• _Stated exercise A_
Please write out the diaphragm shear calculator text in full, word for word.
** BEGIN Supplied text **
This calculator checks the in-plane shear strength of a cast-in-place concrete diaphragm per ACI 318-19 Section 12.5.3. It computes nominal shear strength, applies the dimensional limit on cross-section selection, and flags whether the factored demand satisfies both code requirements.

  • Structural engineer — verify diaphragm shear capacity against a factored demand, with every ACI 318-19 12.5.3 term exposed for review and sign-off.
  • EOR / project engineer of record — confirm code compliance for both the strength check and the dimensional limit in a single traceable calculation that can be saved directly to a project file.
  • Graduate or checking engineer — follow the full ACI 318-19 procedure step by step, with the sqrt(f'c) cap and phi factor applied explicitly so nothing is missed in peer review.

This is an engineering-grade calculator built on CalcTree, where you can audit every input and formula, adapt the template to your project, and keep it alongside your other structural calculations.

More info on ACI 318-19: Diaphragms — In-plane shear strength (12.5.3)
** END Supplied text **
** BEGIN Stored rows **
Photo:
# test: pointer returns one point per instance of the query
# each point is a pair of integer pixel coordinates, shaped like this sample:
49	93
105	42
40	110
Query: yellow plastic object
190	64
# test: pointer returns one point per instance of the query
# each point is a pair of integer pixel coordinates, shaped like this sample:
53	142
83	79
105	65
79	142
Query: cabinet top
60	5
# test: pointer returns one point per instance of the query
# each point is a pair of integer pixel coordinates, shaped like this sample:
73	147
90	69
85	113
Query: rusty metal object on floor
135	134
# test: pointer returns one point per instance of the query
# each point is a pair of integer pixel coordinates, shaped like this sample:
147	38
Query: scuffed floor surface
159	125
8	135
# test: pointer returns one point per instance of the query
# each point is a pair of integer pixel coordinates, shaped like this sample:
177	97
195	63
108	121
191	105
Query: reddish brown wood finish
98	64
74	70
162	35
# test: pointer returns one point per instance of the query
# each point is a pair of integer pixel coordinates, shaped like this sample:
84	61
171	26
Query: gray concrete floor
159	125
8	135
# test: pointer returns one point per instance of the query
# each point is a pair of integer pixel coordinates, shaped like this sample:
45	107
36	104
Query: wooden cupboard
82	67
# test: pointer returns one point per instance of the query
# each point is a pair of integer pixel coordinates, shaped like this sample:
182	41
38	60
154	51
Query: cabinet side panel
** END Stored rows **
• _Stated exercise B_
How many lines of the rows above contain the string "floor"? Case counts. Reply with the number alone.

• _Written answer A_
This calculator checks the in-plane shear strength of a cast-in-place concrete diaphragm per ACI 318-19 Section 12.5.3. It computes nominal shear strength, applies the dimensional limit on cross-section selection, and flags whether the factored demand satisfies both code requirements.

  • Structural engineer — verify diaphragm shear capacity against a factored demand, with every ACI 318-19 12.5.3 term exposed for review and sign-off.
  • EOR / project engineer of record — confirm code compliance for both the strength check and the dimensional limit in a single traceable calculation that can be saved directly to a project file.
  • Graduate or checking engineer — follow the full ACI 318-19 procedure step by step, with the sqrt(f'c) cap and phi factor applied explicitly so nothing is missed in peer review.

This is an engineering-grade calculator built on CalcTree, where you can audit every input and formula, adapt the template to your project, and keep it alongside your other structural calculations.

More info on ACI 318-19: Diaphragms — In-plane shear strength (12.5.3)

• _Written answer B_
3